Objective: Put the lines of the listing below into a JSON list of strings, one string per line and no blank lines. Start with the line that contains "every niimi logo" and go on through the line that contains "[91,373,160,461]", keeping both of those lines.

+++ Data entries

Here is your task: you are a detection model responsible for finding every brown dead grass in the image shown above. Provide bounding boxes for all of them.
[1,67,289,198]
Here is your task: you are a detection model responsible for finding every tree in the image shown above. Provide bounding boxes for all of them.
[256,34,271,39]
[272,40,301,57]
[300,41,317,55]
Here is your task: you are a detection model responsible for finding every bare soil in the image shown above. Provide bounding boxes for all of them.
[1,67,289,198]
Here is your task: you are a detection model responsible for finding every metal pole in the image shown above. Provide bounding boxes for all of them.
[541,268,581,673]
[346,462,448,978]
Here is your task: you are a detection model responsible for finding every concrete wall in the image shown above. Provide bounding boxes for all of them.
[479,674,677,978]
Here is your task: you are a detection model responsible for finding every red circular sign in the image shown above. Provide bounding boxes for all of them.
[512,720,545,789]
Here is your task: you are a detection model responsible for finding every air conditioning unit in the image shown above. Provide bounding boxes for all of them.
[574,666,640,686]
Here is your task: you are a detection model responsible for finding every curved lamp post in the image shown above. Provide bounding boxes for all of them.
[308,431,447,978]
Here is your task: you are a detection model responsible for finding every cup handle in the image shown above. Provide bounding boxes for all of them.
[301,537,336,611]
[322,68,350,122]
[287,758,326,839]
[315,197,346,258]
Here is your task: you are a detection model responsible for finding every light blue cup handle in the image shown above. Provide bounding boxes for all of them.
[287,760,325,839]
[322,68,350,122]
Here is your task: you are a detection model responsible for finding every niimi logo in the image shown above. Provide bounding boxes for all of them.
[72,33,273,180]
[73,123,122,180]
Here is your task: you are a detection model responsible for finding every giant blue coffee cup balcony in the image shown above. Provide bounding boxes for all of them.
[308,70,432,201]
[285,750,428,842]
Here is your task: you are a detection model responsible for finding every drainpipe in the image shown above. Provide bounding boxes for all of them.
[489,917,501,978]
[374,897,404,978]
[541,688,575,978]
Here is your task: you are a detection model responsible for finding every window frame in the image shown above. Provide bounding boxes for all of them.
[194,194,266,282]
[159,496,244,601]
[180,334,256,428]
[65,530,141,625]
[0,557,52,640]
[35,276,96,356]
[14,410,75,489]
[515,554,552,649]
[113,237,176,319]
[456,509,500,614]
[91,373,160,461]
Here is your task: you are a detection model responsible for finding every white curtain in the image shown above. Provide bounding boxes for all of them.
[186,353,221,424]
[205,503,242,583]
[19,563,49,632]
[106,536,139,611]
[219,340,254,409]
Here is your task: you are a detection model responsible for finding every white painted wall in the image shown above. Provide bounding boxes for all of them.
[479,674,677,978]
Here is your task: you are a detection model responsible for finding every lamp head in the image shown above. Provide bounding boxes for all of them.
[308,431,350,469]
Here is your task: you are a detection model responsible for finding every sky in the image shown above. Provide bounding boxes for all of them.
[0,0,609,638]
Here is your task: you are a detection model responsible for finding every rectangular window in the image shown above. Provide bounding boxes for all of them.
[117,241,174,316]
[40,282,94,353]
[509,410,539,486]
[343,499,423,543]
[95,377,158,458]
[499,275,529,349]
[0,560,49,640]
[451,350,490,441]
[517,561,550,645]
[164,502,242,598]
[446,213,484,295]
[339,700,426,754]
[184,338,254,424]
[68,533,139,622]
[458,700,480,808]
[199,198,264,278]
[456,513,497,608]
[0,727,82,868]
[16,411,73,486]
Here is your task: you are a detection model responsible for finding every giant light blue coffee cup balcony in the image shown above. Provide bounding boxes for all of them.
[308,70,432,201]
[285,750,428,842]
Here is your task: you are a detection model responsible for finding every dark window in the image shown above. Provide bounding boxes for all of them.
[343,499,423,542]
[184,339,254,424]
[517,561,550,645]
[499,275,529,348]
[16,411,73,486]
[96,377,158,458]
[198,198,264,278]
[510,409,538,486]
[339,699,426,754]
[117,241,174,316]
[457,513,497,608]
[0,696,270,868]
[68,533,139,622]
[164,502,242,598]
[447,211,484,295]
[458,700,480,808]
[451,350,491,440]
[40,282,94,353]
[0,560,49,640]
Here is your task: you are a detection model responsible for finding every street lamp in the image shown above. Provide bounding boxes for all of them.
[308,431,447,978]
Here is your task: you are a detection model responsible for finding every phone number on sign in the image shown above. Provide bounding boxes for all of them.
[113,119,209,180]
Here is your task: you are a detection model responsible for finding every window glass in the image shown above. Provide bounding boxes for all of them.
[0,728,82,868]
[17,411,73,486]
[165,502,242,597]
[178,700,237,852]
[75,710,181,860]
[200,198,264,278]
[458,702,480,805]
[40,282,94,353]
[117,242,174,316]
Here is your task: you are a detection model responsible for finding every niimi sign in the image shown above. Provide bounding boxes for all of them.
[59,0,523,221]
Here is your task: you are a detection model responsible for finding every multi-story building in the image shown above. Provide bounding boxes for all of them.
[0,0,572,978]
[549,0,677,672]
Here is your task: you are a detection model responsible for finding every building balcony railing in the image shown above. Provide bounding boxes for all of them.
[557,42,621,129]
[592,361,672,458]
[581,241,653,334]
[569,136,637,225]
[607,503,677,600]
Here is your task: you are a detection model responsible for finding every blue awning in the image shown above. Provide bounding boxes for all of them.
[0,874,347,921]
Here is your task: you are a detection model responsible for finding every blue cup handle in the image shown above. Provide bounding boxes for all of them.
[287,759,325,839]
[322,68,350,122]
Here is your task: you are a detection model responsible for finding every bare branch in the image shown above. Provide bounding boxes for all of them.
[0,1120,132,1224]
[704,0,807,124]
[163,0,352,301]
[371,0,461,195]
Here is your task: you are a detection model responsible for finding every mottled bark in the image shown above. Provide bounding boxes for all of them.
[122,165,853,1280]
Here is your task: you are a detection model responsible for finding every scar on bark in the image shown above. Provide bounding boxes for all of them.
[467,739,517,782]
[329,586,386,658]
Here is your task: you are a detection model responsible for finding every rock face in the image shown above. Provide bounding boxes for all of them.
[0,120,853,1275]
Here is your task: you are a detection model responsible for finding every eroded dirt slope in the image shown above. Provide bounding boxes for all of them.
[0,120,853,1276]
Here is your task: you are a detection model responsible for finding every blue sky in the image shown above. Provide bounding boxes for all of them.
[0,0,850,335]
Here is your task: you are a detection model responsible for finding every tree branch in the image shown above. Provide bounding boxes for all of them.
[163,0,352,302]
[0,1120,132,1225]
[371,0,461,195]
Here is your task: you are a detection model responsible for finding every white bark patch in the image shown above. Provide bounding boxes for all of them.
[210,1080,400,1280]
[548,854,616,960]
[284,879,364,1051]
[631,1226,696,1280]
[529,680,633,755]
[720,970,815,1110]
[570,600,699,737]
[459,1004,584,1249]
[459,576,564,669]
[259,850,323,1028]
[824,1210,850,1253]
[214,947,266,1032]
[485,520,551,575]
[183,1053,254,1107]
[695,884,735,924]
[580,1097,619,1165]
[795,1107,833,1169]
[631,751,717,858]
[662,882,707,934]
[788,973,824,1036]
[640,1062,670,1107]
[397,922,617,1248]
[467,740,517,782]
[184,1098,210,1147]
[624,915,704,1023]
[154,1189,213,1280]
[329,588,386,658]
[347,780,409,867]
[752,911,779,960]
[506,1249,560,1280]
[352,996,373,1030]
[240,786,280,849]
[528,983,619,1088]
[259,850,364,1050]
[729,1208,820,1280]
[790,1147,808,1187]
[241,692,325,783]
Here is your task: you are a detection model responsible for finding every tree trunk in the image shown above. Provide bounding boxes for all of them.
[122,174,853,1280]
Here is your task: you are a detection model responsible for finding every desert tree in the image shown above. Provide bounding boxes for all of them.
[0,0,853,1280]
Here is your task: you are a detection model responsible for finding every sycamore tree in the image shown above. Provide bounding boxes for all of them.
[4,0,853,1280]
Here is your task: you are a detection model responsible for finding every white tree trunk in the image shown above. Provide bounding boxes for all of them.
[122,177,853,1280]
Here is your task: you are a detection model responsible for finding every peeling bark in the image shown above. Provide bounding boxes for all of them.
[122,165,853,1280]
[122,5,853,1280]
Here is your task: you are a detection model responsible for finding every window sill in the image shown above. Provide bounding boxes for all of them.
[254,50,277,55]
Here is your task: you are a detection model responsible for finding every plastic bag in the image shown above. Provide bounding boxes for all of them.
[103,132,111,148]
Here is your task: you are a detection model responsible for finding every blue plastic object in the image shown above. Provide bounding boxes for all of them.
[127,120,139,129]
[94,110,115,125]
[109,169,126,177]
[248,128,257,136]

++++++

Written solution:
[
  "Here is your task: you are a detection model responsible for finding every niimi logo in the image shown above. Provide bounding boxes for all of them.",
  "[72,33,273,180]",
  "[73,123,122,180]",
  "Here is your task: you are a detection model responsible for finding every giant blue coffee cup balcony in the image shown above. Provide bounding boxes for all of them.",
  "[308,70,432,201]",
  "[285,750,428,842]",
  "Here is your task: you are a detection model responsible for finding every drainpipe in the image shown above. Provide bounding boxes for all of them.",
  "[489,917,501,978]",
  "[374,897,404,978]",
  "[541,688,575,978]",
  "Here is your task: you are a detection model responsible for finding every window frame in the image shown above. Provide bounding boxes for all of them.",
  "[194,194,266,282]",
  "[159,496,244,601]",
  "[180,334,256,428]",
  "[65,530,141,625]",
  "[0,557,52,640]",
  "[35,276,96,356]",
  "[14,410,75,489]",
  "[515,554,552,649]",
  "[113,237,176,319]",
  "[456,509,500,614]",
  "[91,373,160,461]"
]